**AIM OF THE TASK**
Please return every record exactly as written, leaving out the pictures.

**DATA**
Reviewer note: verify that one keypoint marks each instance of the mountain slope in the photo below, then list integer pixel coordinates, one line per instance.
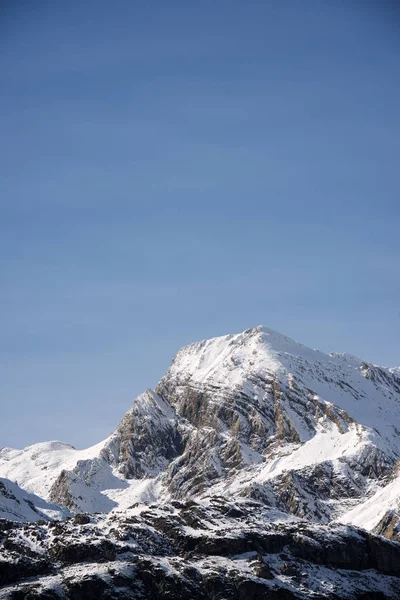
(254, 414)
(229, 480)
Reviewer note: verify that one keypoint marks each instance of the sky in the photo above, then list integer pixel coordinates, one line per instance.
(173, 171)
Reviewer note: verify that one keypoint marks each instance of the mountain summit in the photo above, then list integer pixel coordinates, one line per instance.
(252, 419)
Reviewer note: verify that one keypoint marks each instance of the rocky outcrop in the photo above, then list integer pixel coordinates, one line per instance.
(186, 550)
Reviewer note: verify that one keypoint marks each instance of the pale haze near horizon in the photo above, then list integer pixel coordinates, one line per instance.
(176, 171)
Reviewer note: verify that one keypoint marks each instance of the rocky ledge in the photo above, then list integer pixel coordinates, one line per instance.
(186, 550)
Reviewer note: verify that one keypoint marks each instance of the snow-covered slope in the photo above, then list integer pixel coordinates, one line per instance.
(240, 476)
(18, 505)
(254, 414)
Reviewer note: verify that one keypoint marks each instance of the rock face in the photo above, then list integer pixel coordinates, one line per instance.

**EXERCISE OUTPUT**
Reviewer note: verify that one keypoint marks each instance of the mountain slope in the photo below, then list integer pixel coordinates, one line per instance.
(254, 414)
(229, 480)
Reviewer note: verify that one keypoint marks each instance of the sky in the photo above, then list integer pixel coordinates, one line per instance.
(173, 171)
Reviewer note: verify that one keypoint marks each instance of the mountain summit in the photo above, then list integer pixel coordinates, one line per instance.
(252, 419)
Reviewer note: verify that one keypoint marks each instance of the rocky outcrop in the photo above, then list integer pixel coordinates, one line per instance.
(186, 550)
Reviewer note: verify that one keypoint marks each instance of the pale haze near horizon in the photo above, then list integer pixel coordinates, one line per instance.
(176, 171)
Reviewer note: verify that one keypoint marks each instance of the rocky ledge in the photo above, then list integer pixel coordinates, one line per instance.
(186, 550)
Reviewer note: verify that one keypoint marks each instance of the snow-covered slope in the photo above, then list integer pixel coordinates, one line per instance.
(240, 476)
(18, 505)
(254, 414)
Reviewer note: verify that one keypoint marks each instance of the rock face in the photo above, then list integer pixel coordinates, one line per instance.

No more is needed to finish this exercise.